Display every line in the records below that contains the string "slope", copying each line in full. Matches must agree in case.

Data to process |
────────────────

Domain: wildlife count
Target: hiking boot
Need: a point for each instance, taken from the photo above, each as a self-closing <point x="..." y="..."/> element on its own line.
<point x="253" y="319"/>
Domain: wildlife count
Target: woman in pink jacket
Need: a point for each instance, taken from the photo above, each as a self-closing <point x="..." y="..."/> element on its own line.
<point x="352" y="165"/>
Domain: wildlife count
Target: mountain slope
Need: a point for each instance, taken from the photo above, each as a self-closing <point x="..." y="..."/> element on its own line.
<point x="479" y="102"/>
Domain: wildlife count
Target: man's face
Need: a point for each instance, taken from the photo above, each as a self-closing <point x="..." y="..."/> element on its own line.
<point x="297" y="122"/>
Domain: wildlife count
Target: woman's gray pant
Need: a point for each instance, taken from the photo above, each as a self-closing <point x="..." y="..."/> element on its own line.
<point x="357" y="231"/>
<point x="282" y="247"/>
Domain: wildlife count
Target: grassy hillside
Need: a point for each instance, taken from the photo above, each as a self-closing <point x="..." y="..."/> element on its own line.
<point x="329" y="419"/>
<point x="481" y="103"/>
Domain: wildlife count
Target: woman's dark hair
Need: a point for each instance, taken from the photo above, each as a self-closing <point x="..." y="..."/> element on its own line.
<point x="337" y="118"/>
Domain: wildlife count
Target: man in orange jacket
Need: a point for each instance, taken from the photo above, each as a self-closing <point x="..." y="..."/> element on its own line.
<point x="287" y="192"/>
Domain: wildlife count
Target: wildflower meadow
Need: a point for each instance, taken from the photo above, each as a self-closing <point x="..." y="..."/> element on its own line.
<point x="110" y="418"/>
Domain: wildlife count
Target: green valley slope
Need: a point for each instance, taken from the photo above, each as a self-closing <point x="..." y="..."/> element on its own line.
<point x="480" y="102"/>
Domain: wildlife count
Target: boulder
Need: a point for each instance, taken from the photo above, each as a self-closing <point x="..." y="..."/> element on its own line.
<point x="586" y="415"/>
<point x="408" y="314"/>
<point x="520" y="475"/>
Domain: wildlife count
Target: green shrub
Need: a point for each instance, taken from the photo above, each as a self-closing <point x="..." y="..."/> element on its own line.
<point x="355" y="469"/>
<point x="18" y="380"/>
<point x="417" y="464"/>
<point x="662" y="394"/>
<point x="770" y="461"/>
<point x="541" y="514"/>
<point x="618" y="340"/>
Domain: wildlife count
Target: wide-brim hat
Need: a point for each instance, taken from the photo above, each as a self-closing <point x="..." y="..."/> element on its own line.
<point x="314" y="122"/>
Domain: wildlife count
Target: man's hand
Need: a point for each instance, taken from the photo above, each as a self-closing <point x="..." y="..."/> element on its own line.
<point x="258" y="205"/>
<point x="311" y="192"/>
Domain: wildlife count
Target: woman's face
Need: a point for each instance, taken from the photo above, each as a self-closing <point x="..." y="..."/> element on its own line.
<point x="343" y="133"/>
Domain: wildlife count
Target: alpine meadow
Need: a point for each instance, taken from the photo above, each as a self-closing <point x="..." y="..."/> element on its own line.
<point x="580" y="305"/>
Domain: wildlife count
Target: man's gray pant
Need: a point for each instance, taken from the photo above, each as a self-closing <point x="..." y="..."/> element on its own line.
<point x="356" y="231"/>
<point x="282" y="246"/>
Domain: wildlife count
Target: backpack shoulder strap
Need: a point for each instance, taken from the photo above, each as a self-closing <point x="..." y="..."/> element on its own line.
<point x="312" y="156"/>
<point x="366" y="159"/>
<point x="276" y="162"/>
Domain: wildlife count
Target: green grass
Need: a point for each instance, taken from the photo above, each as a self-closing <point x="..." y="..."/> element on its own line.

────────────────

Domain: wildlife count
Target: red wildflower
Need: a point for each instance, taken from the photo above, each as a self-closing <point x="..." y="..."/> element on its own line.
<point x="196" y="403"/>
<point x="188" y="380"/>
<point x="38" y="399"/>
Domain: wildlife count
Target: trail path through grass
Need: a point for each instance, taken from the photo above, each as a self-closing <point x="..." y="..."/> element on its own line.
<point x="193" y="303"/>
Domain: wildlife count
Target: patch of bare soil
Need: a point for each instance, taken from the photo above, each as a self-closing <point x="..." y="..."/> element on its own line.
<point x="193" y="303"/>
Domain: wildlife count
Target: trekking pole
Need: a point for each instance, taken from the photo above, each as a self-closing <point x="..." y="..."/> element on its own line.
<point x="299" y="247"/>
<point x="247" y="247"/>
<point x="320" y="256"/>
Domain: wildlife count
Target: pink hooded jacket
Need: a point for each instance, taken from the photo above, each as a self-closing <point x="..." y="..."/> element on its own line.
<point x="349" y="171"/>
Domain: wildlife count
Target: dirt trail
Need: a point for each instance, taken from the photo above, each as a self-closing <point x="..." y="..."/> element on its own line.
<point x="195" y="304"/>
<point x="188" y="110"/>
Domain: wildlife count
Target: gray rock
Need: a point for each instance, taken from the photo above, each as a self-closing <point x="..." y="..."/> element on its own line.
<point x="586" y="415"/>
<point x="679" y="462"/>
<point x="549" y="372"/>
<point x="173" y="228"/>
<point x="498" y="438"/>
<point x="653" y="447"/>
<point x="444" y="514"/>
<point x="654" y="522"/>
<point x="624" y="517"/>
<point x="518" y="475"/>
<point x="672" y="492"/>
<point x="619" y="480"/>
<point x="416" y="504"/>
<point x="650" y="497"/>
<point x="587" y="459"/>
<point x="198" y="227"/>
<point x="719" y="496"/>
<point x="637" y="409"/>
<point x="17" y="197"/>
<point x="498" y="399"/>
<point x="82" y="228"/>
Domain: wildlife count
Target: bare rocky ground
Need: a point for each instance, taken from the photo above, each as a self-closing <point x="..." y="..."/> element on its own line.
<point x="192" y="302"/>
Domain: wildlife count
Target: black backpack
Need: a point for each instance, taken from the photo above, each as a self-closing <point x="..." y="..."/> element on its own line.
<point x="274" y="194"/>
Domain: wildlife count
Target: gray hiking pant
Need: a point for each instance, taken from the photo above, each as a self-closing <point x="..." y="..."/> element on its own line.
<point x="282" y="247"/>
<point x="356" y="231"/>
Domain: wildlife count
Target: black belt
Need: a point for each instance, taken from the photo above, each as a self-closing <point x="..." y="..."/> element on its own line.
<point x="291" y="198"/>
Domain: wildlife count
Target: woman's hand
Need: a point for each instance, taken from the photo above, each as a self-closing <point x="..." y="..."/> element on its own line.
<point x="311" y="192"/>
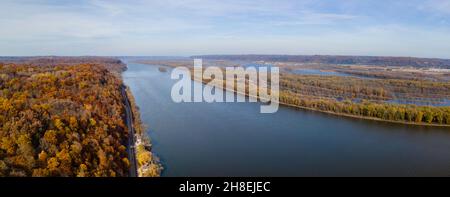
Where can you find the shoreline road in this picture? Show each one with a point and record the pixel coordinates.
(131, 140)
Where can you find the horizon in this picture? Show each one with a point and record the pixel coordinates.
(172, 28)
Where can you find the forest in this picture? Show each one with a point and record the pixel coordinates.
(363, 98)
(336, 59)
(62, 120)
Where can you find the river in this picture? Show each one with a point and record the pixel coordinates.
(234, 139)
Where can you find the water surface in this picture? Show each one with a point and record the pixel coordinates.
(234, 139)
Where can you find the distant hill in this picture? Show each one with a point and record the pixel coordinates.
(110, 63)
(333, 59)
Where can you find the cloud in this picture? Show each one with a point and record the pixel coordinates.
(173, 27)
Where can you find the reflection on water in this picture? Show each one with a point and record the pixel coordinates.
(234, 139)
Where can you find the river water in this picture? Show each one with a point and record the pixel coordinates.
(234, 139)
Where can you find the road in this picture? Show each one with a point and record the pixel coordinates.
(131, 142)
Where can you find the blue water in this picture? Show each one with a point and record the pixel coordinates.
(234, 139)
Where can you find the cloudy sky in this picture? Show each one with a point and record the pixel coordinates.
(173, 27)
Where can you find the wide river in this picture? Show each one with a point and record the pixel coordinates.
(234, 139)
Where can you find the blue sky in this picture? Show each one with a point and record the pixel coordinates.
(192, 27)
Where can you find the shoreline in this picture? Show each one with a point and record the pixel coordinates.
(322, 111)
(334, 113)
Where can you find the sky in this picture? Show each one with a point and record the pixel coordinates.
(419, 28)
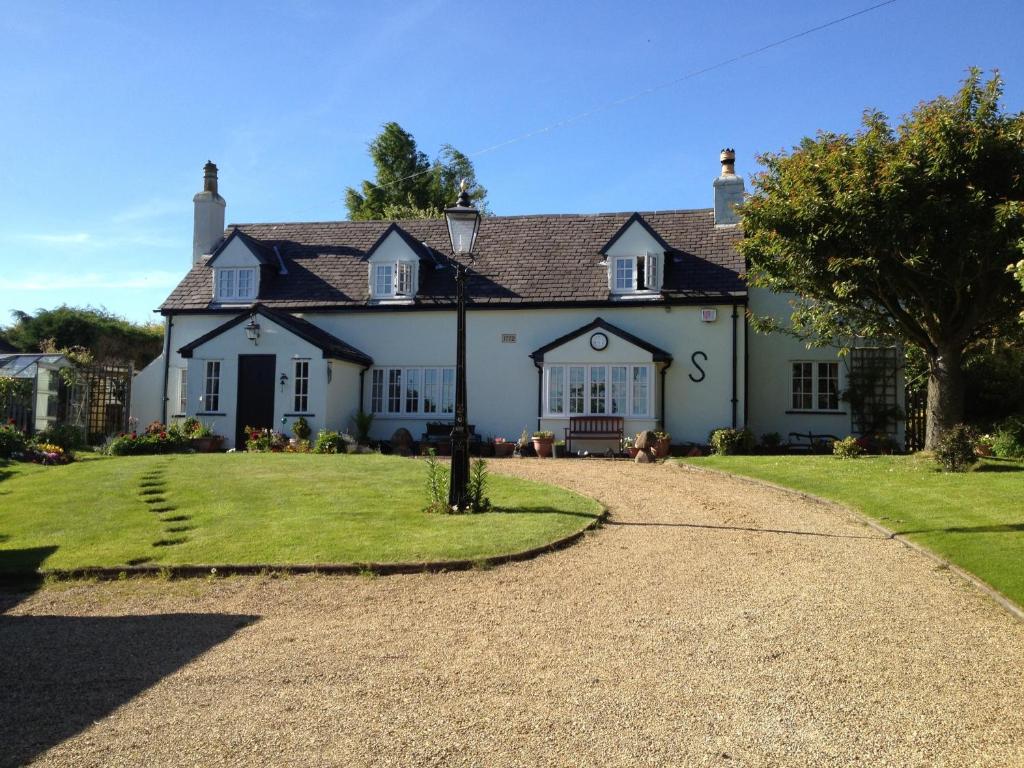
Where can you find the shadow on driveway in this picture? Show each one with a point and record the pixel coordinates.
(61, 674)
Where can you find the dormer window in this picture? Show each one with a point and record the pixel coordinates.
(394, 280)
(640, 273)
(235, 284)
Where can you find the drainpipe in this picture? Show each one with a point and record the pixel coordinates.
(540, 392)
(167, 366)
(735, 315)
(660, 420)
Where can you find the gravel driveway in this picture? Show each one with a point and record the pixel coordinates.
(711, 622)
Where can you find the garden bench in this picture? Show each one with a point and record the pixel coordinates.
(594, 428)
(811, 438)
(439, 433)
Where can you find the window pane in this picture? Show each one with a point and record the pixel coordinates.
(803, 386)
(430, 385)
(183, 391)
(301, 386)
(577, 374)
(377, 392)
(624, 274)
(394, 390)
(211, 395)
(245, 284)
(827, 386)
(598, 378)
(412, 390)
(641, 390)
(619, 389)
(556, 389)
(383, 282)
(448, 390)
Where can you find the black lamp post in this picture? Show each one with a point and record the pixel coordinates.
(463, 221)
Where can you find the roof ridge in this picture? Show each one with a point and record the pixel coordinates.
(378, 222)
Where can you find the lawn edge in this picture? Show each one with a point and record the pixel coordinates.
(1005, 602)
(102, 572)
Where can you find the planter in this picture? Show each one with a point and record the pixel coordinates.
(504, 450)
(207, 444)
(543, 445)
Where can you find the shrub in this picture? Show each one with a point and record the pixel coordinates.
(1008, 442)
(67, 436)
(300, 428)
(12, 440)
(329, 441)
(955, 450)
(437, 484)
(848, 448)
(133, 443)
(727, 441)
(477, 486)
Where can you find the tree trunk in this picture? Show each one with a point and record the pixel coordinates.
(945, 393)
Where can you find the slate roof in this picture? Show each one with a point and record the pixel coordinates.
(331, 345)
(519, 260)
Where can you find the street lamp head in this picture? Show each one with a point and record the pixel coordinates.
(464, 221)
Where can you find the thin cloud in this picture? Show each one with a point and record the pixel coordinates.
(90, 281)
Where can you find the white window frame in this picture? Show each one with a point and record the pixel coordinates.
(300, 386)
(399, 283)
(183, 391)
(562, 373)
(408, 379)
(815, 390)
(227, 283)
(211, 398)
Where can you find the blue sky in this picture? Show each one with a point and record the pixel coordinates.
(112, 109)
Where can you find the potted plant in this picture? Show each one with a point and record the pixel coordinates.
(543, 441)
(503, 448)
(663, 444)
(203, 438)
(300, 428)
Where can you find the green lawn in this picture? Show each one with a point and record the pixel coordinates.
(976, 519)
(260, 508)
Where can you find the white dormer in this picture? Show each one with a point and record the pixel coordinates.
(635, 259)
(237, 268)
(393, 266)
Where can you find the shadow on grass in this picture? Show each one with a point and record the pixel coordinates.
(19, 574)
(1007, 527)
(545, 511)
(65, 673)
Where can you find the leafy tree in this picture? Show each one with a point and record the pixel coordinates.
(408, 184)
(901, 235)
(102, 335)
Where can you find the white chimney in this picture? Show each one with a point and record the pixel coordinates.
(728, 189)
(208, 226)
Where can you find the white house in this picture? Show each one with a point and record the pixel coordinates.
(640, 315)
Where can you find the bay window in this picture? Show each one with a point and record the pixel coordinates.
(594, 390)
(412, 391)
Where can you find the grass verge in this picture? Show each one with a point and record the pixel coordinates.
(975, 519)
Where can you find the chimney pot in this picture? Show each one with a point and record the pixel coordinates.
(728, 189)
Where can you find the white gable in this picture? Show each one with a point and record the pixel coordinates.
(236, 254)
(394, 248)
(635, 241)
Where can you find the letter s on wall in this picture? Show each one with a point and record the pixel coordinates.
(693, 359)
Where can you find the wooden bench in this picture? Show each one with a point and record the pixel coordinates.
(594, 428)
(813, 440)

────────────────

Answer in full |
Target: mountain slope
Target: green valley slope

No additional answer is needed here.